_Task description_:
Repeat the listing in full, exactly as it stands.

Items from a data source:
::::::

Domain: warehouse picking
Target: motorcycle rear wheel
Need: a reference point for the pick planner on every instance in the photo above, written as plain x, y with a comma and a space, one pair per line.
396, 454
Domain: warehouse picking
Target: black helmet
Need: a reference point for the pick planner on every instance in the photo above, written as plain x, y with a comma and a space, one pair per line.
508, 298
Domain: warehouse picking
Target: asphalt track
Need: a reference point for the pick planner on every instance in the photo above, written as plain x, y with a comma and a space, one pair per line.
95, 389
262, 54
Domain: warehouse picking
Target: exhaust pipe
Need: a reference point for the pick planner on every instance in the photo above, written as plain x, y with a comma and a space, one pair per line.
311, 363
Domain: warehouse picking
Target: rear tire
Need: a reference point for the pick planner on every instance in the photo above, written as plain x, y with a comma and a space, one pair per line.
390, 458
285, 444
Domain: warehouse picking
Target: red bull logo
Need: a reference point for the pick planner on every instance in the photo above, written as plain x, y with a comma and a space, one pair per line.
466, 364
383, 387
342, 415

::::::

_Solution_:
Domain: warehouse picking
Target: motorcycle rear wheel
Need: a reference point for the pick planner on every instance in the photo above, written as plain x, y with a comma and a space, one pair per line.
396, 454
Domain: warehouse picking
Target: black helmet
Need: a reference point for the pick planner on every instance in the photo above, written as plain x, y with a comma and a space, one pair per line.
508, 298
Domain: warehouse picking
Target: asphalt track
Need: a reference point for the pick planner on every instance in the photo above, written as plain x, y with a comma and a space, one pair per line.
95, 389
262, 54
Domain: warehouse picking
Target: exhaust pipe
Need: a reference point for the pick planner on every instance in the photo above, written as plain x, y with a comma and a space, one pair per line.
311, 363
Domain: warehouse picking
Target: rear tire
Need: a reference point for the pick planner on every instance in the photo above, written as plain x, y with a comma and a space, one pair per line.
390, 458
285, 444
Domain: warehouse picking
Target: red bull logo
Need: a reference point for the pick planner on every instance in the photo above, written as plain x, y with a comma and a space, one pair per line.
466, 364
383, 387
342, 415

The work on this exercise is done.